| Raw records |
%%

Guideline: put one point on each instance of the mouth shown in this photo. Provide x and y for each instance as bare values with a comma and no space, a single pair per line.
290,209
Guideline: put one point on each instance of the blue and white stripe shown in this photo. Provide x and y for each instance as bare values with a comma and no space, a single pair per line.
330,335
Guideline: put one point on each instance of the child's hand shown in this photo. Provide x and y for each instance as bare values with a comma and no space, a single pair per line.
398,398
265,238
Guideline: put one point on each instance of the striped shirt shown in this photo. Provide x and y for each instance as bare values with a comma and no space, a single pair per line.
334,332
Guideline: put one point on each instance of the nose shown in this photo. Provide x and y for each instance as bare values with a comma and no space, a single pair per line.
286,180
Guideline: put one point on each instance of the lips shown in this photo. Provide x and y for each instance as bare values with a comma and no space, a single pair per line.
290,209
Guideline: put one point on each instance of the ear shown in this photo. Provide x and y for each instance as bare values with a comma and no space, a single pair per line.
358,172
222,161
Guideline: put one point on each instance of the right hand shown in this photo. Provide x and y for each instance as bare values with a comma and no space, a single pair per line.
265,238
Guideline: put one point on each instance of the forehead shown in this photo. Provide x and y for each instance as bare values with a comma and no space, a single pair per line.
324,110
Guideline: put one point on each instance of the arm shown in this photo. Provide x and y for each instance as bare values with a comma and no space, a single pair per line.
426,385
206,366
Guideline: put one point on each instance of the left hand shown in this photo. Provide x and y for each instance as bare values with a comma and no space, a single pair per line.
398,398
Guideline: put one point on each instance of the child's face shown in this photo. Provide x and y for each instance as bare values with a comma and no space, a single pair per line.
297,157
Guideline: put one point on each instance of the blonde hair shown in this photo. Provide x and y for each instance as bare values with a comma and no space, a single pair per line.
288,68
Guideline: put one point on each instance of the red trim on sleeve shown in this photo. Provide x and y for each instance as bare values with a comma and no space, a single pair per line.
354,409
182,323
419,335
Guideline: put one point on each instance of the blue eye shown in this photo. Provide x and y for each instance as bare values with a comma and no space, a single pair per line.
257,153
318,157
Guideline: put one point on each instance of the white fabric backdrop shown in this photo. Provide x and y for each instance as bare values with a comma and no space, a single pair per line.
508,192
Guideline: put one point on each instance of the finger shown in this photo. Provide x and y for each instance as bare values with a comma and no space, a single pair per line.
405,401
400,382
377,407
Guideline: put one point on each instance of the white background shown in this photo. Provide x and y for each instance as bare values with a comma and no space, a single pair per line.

%%

| Task |
Rewrite only the part of the listing above starting at the line that contains "Guideline: put one point on each instance of the finger" and ending at the last line of the listing, with every guideline line included. Shift every coordinate in the answers by -143.

| Answer to the task |
Guideline: put one point on each instance of the finger shown in this photo. Provide x and y for each instance as bare values with a comma and no space, a single pair per line.
262,258
257,239
234,264
Guideline: put one point on each instance of the white background shown in this photo. Provide x and y for each instance as bare values with a comma and no space, a single pair per line.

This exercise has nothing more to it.